JOB: Please rewrite the data starting at the line containing "the gray sweatpants" and ending at the line containing "[(1087, 733), (672, 775), (90, 835), (820, 716)]", changing "sweatpants" to "joggers" and leaving everything else as it is.

INPUT DATA:
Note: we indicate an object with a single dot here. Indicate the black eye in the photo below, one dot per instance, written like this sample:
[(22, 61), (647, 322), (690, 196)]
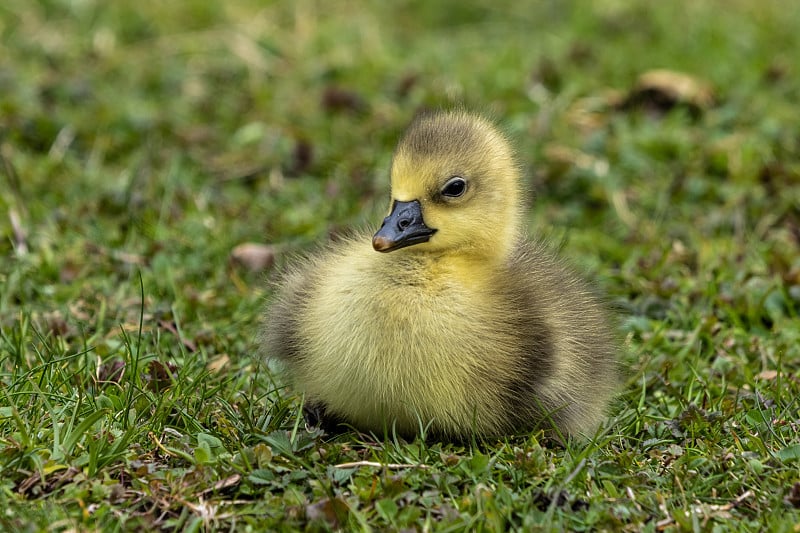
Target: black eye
[(455, 187)]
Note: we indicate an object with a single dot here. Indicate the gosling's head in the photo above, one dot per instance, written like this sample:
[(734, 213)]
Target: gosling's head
[(455, 189)]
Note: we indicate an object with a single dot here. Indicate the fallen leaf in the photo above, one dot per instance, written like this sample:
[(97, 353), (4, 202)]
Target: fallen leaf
[(340, 99), (253, 256), (662, 90), (333, 511), (768, 375)]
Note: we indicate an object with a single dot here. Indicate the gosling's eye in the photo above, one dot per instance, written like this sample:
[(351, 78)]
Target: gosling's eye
[(455, 187)]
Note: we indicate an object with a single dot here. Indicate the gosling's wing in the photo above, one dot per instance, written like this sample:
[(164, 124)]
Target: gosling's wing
[(292, 288), (582, 373)]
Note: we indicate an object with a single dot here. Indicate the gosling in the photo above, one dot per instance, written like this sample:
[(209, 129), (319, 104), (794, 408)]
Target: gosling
[(448, 321)]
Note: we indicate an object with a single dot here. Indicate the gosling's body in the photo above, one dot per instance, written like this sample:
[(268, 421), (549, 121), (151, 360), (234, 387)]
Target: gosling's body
[(472, 331)]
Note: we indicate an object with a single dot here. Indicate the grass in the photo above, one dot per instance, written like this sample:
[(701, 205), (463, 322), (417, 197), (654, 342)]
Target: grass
[(141, 144)]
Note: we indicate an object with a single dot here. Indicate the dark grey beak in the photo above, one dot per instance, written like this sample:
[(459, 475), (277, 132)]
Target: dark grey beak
[(403, 227)]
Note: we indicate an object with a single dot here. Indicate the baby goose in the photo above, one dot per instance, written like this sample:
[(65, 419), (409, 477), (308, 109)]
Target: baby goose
[(460, 324)]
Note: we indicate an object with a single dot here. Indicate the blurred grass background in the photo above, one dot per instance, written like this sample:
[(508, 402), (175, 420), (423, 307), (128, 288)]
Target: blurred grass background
[(141, 143)]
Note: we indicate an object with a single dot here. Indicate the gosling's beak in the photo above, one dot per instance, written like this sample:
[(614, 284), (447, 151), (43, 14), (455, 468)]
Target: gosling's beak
[(403, 227)]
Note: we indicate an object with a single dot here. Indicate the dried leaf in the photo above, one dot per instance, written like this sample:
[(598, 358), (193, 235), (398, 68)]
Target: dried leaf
[(340, 99), (333, 511), (253, 256), (662, 90)]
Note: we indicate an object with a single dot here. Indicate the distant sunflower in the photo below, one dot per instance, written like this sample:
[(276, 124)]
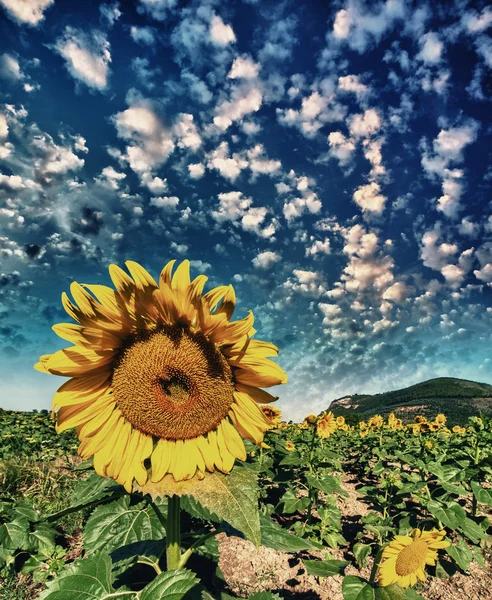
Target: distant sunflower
[(273, 414), (160, 372), (405, 557), (326, 425)]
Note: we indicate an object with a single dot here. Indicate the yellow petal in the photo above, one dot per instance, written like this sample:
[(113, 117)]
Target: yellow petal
[(160, 460), (143, 280), (165, 277), (255, 393), (81, 390), (77, 361)]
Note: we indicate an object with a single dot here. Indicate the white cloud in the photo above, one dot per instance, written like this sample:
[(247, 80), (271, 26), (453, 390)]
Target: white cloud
[(186, 132), (232, 206), (9, 67), (369, 198), (341, 148), (110, 178), (158, 9), (244, 67), (265, 260), (342, 24), (4, 128), (196, 170), (168, 203), (30, 12), (319, 247), (365, 125), (351, 83), (143, 35), (110, 12), (431, 48), (150, 142), (220, 33), (296, 207), (244, 101), (87, 57), (396, 293), (229, 167)]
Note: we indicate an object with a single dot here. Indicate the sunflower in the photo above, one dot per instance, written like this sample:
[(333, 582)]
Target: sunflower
[(273, 414), (405, 557), (326, 425), (310, 419), (160, 377)]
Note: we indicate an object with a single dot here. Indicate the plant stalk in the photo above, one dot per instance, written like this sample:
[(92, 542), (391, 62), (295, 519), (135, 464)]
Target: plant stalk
[(173, 533)]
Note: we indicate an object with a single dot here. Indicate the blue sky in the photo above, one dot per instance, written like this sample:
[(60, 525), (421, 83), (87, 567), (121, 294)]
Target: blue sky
[(331, 160)]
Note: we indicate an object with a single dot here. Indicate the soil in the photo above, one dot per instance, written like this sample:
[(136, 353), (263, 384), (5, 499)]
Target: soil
[(248, 570)]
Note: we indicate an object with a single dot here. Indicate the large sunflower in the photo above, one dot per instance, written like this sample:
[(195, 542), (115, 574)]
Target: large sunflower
[(405, 557), (160, 372), (326, 425)]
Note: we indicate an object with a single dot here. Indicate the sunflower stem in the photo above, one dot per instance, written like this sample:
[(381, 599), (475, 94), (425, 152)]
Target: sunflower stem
[(173, 533), (374, 570)]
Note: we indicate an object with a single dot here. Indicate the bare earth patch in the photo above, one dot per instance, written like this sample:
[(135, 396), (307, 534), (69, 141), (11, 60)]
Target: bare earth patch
[(248, 570)]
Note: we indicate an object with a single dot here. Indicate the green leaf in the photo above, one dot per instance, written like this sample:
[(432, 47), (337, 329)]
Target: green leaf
[(461, 554), (42, 539), (361, 552), (276, 537), (472, 531), (170, 585), (355, 588), (452, 515), (292, 503), (389, 592), (233, 498), (93, 488), (87, 579), (325, 568), (412, 595), (481, 494), (327, 484), (119, 523), (293, 458), (13, 535)]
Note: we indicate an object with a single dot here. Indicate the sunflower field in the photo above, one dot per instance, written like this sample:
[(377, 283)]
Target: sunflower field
[(423, 492), (165, 470)]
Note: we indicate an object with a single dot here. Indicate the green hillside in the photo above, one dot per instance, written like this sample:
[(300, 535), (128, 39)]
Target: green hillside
[(456, 398)]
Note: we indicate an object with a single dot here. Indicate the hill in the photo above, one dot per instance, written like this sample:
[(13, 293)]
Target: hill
[(456, 398)]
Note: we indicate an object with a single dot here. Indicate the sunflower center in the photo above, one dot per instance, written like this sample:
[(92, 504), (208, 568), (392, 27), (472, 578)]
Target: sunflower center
[(411, 558), (173, 383)]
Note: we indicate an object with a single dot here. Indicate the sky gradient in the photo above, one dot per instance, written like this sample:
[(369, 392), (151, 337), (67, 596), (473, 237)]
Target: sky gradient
[(331, 160)]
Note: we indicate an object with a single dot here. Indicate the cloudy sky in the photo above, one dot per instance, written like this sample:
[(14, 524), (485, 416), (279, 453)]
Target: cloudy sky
[(330, 159)]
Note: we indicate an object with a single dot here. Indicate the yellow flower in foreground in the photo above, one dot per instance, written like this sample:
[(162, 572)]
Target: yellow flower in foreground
[(326, 425), (160, 372), (273, 414), (376, 421), (405, 557)]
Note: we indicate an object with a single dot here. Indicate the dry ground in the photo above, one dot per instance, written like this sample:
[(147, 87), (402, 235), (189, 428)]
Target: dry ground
[(248, 570)]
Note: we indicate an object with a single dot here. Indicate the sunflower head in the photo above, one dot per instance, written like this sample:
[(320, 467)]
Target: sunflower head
[(160, 375), (272, 413), (405, 557), (326, 425)]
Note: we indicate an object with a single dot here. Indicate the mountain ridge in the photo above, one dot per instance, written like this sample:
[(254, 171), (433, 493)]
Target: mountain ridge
[(456, 398)]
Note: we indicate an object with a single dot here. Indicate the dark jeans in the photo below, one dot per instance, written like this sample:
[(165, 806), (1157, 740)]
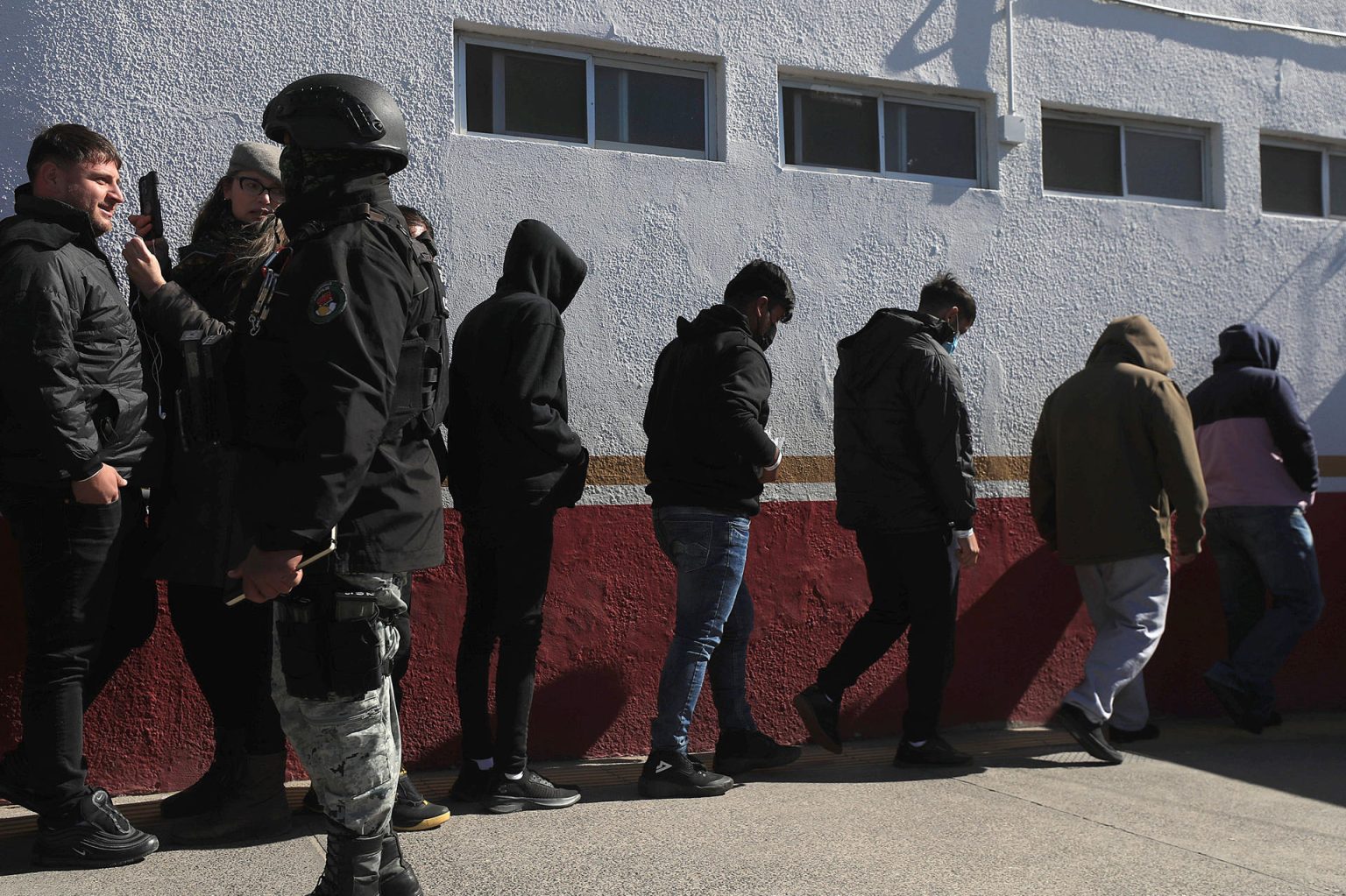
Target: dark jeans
[(913, 582), (712, 626), (229, 653), (507, 560), (69, 556), (1260, 551)]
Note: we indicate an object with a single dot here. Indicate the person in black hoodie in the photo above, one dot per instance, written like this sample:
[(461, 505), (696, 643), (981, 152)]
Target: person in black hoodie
[(904, 484), (707, 459), (513, 461), (72, 413)]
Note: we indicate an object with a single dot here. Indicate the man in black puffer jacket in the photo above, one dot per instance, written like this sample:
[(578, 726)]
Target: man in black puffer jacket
[(72, 408), (904, 484), (513, 461)]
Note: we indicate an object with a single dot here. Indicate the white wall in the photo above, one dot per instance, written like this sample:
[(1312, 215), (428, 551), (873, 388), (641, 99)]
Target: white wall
[(175, 85)]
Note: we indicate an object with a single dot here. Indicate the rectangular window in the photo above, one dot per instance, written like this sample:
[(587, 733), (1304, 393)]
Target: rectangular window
[(1124, 159), (590, 98), (858, 131), (1303, 180)]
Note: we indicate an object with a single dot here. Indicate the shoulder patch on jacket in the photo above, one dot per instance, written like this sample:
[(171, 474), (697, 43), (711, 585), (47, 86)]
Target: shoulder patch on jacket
[(329, 301)]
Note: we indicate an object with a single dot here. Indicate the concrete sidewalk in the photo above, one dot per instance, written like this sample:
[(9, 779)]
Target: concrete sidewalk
[(1207, 808)]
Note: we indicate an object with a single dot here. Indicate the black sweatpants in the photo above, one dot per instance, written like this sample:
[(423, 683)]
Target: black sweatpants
[(913, 584)]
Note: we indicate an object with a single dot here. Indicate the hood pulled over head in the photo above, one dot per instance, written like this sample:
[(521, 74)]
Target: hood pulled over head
[(1248, 346), (1134, 341), (540, 263)]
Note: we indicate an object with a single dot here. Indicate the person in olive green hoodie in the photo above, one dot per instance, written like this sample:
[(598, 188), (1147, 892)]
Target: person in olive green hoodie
[(1114, 458)]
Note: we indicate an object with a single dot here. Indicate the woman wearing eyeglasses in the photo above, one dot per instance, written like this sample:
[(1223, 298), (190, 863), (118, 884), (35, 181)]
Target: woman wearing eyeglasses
[(191, 519)]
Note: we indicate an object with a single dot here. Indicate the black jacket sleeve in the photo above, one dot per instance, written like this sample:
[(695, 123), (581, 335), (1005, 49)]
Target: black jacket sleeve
[(346, 366), (39, 362), (939, 419), (1293, 441)]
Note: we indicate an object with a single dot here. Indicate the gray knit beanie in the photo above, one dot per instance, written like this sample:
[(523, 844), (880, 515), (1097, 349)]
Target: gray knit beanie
[(263, 158)]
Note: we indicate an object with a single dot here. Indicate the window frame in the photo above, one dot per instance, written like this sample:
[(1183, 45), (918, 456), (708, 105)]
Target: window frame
[(1203, 133), (1326, 150), (883, 95), (592, 58)]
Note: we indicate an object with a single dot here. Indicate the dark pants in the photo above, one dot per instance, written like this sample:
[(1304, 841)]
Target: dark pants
[(80, 626), (229, 653), (507, 560), (914, 582)]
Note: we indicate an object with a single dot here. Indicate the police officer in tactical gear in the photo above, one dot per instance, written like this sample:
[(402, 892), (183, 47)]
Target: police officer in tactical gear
[(338, 361)]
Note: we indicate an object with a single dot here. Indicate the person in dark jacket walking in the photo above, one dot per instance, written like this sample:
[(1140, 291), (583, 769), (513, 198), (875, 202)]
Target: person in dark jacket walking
[(72, 409), (710, 454), (904, 484), (1262, 471), (194, 529), (513, 461), (336, 358)]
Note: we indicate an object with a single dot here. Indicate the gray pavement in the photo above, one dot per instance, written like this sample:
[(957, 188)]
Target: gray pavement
[(1207, 808)]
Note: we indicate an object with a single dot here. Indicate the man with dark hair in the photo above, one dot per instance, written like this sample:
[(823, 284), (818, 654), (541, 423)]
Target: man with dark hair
[(708, 456), (339, 353), (906, 486), (1114, 458), (513, 463), (72, 406), (1262, 471)]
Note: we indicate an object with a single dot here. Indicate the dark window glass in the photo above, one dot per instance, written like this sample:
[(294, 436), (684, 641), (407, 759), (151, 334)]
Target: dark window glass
[(1167, 166), (1080, 156), (479, 90), (1293, 180), (939, 143), (649, 108), (831, 130), (1337, 183), (544, 95)]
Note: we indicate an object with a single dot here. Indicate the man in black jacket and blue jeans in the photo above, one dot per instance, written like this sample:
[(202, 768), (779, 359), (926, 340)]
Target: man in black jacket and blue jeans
[(72, 408), (904, 484), (708, 455)]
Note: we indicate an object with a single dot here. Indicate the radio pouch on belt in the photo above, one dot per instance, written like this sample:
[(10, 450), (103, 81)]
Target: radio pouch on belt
[(330, 640)]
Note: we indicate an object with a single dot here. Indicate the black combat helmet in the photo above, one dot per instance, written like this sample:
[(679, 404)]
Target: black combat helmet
[(338, 112)]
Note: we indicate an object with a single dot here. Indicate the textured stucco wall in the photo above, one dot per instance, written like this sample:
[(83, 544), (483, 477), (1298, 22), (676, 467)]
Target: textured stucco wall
[(175, 87)]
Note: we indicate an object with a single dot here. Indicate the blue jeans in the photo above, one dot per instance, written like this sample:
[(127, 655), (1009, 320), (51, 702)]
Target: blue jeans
[(1260, 549), (713, 622)]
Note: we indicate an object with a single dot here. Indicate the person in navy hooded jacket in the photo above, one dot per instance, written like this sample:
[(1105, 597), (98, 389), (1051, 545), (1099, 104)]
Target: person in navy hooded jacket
[(1262, 472)]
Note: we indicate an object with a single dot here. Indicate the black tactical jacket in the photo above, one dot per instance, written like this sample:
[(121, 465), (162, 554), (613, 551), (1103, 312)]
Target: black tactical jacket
[(328, 384), (903, 443), (72, 393), (705, 416)]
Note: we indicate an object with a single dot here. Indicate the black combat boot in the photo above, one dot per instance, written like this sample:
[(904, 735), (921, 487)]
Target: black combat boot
[(209, 793), (396, 876), (353, 864), (256, 808)]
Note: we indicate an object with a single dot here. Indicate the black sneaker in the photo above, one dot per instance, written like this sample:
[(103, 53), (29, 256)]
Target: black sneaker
[(534, 790), (820, 717), (92, 835), (1087, 733), (933, 751), (472, 785), (673, 773), (412, 811), (1132, 735), (740, 751)]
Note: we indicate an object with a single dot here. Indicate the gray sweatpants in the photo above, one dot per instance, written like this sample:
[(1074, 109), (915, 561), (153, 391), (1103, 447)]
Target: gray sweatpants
[(1127, 602), (351, 747)]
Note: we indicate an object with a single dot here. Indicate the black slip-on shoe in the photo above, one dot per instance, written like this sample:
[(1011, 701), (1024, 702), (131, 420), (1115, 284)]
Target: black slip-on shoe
[(1087, 733), (672, 775), (90, 835), (820, 716)]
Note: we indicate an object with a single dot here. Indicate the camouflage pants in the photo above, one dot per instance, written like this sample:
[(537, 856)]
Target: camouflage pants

RESULT FOR THIS EXERCISE:
Note: we indicate an object with a single dot here. Indicate the gray joggers in the photo above, one dot per instance, written like this sample:
[(1074, 109), (915, 561), (153, 391), (1103, 447)]
Target: gray joggers
[(1127, 602), (351, 747)]
Note: we indicate an object with a single dot here. Indicate the black slip-on shoe in the photo above, one dot per instance, written like this sample:
[(1011, 701), (1024, 702), (131, 420), (1115, 284)]
Target: black slip-on shoe
[(1087, 733), (672, 775), (90, 835), (820, 716)]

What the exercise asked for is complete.